[Collected data entries]
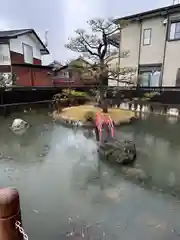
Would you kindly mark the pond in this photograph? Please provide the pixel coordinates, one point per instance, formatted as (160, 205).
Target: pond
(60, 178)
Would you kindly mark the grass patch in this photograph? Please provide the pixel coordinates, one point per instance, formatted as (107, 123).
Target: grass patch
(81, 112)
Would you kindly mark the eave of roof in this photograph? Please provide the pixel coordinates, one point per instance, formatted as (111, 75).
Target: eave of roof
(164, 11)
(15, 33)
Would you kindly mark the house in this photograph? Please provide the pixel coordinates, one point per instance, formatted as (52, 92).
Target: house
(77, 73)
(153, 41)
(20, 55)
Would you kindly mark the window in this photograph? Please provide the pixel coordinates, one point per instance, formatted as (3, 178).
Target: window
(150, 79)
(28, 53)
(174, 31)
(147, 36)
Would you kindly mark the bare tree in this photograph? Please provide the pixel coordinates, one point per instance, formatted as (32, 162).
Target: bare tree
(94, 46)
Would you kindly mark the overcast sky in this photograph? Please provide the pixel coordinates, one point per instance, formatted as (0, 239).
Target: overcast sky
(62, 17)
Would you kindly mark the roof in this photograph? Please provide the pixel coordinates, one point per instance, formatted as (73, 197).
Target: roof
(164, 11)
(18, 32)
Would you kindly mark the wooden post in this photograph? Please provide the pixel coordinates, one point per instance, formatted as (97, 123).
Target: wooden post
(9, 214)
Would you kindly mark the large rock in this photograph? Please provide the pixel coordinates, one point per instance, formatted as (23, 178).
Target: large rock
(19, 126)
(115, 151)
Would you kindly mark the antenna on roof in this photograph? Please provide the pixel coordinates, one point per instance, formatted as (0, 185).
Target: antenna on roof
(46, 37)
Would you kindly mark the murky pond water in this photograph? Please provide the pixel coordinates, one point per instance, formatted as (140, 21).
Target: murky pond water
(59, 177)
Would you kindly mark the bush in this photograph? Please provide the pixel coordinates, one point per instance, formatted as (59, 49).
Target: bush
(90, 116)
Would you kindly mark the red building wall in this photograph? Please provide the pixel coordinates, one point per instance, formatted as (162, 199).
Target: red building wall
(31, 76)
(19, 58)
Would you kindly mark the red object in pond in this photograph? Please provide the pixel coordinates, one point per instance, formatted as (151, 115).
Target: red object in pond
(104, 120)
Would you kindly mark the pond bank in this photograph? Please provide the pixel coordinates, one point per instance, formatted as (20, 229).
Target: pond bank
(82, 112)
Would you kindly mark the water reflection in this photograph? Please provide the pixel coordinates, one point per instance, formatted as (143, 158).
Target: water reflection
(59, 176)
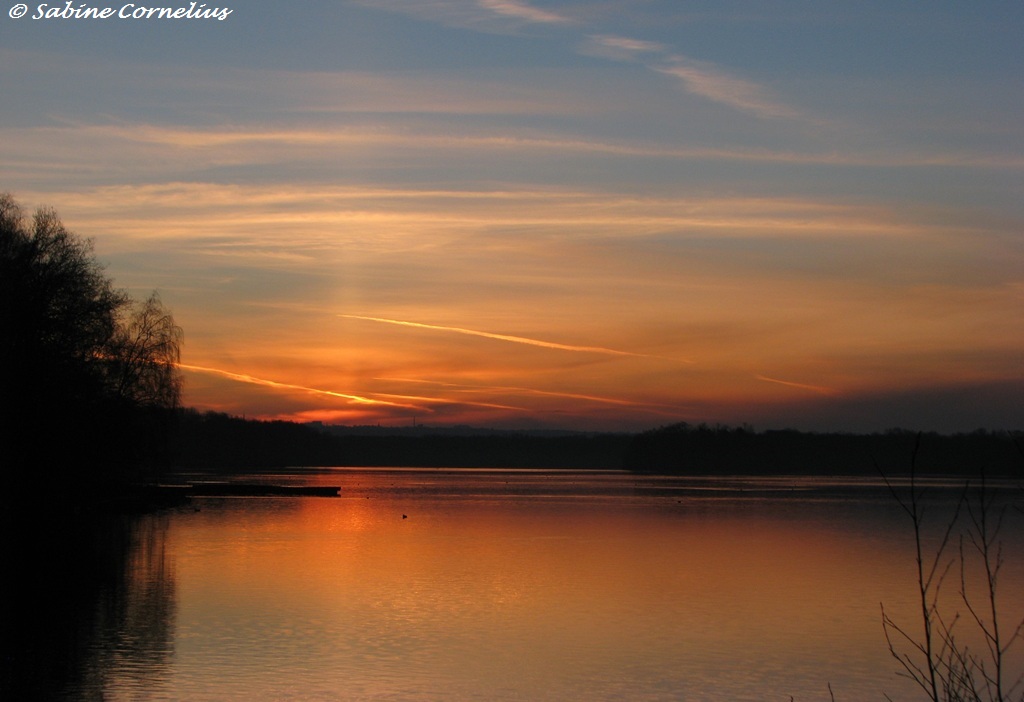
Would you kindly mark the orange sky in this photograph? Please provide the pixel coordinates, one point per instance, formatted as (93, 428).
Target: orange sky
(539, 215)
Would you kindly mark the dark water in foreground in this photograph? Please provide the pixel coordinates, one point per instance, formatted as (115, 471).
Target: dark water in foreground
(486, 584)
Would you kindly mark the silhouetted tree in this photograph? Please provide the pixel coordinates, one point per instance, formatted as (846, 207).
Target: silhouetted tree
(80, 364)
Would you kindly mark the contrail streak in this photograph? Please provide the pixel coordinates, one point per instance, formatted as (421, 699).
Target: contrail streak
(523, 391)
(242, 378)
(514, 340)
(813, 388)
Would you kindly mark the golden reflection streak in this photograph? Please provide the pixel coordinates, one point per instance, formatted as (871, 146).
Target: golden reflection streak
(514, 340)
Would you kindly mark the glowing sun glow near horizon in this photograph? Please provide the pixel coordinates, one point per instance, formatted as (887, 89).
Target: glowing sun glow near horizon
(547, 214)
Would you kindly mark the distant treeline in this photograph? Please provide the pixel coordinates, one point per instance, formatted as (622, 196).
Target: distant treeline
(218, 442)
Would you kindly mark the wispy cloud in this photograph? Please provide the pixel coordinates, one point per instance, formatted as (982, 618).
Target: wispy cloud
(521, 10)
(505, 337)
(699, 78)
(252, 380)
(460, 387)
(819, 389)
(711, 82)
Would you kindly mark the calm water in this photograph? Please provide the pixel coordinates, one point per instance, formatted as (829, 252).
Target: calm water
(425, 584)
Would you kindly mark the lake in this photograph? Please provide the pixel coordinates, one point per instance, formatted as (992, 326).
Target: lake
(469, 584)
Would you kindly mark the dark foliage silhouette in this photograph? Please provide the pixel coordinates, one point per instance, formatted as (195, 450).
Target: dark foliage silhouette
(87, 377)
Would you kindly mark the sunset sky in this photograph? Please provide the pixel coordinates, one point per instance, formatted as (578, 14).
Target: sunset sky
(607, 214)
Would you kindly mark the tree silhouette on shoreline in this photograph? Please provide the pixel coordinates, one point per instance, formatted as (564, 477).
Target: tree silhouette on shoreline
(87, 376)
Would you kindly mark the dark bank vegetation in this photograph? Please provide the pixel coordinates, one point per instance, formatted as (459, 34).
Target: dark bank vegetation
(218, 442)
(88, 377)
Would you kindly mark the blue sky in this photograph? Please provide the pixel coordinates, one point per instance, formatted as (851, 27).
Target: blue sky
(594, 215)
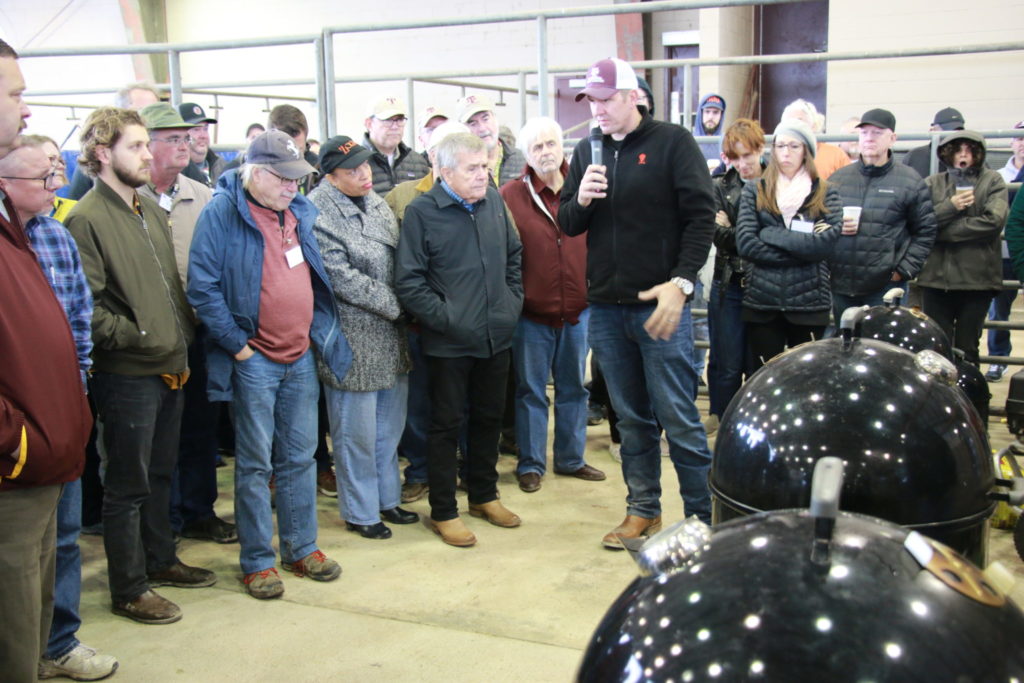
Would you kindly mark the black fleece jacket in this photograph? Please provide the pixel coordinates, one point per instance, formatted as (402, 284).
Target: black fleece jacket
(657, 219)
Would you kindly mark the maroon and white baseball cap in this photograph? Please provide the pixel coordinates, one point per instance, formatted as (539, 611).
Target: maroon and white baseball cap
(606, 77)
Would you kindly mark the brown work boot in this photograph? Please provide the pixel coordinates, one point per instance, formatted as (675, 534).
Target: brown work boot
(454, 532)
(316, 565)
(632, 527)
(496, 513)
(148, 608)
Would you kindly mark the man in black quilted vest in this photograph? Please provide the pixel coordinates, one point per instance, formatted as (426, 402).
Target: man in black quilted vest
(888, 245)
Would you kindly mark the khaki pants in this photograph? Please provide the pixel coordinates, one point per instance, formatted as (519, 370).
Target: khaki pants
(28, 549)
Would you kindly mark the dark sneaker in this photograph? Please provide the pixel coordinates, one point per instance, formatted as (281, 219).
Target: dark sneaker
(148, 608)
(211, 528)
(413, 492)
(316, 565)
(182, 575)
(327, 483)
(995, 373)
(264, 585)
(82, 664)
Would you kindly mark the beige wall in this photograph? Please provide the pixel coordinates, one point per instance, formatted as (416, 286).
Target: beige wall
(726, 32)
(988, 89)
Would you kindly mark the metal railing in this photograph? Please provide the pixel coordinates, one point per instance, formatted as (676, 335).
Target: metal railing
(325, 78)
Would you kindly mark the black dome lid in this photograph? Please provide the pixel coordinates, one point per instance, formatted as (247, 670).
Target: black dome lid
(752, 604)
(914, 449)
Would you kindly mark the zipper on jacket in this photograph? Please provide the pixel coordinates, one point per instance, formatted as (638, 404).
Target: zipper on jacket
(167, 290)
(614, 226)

==

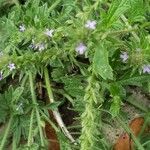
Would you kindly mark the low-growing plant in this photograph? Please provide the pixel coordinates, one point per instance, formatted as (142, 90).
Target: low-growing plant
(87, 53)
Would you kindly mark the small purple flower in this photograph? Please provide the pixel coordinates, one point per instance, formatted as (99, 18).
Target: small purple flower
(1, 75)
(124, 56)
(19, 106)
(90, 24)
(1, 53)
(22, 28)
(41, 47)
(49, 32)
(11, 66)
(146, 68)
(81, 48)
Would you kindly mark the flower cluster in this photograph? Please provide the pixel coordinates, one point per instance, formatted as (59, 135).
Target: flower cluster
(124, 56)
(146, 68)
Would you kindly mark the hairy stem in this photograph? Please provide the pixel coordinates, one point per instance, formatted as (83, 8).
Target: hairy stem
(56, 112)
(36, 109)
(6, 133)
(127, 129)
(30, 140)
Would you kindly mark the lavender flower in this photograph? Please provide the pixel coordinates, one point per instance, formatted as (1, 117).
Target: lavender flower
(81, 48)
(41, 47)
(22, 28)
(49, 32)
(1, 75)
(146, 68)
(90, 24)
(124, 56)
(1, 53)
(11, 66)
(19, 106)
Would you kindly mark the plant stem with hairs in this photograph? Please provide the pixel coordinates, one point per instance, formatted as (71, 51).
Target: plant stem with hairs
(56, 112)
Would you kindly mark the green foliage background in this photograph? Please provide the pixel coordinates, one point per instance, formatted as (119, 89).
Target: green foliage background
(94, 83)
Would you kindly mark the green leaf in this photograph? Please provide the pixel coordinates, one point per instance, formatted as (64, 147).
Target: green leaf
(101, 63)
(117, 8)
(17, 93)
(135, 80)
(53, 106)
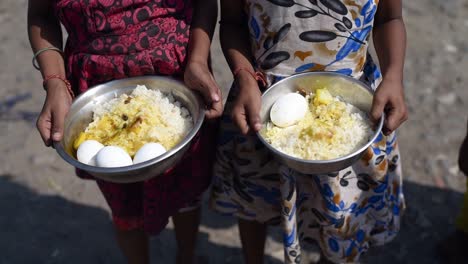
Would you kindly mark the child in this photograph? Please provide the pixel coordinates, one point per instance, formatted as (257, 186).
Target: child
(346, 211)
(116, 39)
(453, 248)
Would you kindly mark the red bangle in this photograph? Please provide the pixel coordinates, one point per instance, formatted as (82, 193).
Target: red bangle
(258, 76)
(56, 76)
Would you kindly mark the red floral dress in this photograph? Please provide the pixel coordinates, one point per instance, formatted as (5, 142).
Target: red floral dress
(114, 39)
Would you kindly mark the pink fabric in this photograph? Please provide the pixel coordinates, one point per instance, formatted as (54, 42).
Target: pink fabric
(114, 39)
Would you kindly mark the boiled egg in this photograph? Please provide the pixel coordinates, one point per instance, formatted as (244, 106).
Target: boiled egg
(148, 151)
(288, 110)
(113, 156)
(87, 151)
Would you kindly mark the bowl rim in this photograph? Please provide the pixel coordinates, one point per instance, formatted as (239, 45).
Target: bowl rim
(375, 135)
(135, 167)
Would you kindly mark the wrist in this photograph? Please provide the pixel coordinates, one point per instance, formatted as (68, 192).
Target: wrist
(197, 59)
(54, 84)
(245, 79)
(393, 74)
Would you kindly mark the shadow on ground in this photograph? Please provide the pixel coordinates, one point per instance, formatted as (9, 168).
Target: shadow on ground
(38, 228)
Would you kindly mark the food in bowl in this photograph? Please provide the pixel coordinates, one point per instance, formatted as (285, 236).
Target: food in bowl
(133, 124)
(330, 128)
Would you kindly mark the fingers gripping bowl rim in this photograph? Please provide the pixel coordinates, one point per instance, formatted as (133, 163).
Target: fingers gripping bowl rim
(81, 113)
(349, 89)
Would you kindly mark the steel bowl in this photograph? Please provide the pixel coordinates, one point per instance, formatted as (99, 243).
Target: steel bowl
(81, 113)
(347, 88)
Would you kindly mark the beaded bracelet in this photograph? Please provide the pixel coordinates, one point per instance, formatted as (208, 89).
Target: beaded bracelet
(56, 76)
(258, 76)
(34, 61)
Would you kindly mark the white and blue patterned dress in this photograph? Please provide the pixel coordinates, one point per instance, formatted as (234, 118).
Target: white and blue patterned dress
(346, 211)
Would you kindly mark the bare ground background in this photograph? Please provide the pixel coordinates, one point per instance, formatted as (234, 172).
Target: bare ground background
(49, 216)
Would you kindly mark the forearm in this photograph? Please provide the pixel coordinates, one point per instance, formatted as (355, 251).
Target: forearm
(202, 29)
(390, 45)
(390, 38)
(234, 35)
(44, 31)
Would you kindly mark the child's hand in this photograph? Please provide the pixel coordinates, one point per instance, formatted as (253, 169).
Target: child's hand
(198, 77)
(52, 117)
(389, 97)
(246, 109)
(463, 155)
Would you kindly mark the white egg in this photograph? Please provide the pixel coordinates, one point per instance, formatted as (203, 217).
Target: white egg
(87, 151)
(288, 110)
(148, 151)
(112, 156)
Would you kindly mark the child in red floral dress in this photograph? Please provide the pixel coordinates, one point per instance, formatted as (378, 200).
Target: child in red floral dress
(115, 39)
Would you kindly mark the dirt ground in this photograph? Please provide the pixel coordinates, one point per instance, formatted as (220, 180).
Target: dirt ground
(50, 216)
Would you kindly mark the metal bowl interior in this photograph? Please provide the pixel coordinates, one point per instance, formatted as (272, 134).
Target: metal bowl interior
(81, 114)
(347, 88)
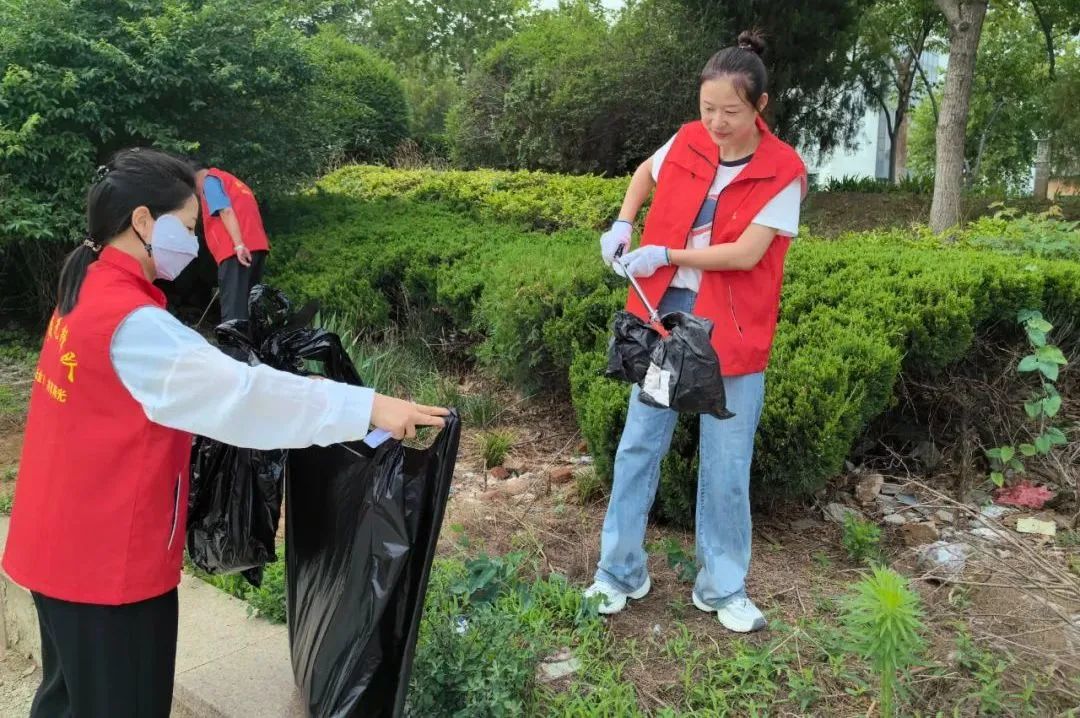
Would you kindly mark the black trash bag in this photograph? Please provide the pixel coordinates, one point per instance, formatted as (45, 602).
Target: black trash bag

*Aim of the exercise*. Report every line of the items that contains the string "child", copying each of those lines in full. Case counts.

*Solved problem*.
Would you kindly mark the child in this photograph? Please provide the pixel coordinates, one point per instance, formatted as (257, 186).
Target: child
Would you kindly mark the child's hand in this photograph? Please provide the pixel coordinates, one point per instance, formatted as (253, 169).
Target: child's hand
Would you kindly mark the child in red floral dress in this photograph? Please provide the pixel coordinates, one point per instance, formatted as (378, 200).
Target: child in red floral dress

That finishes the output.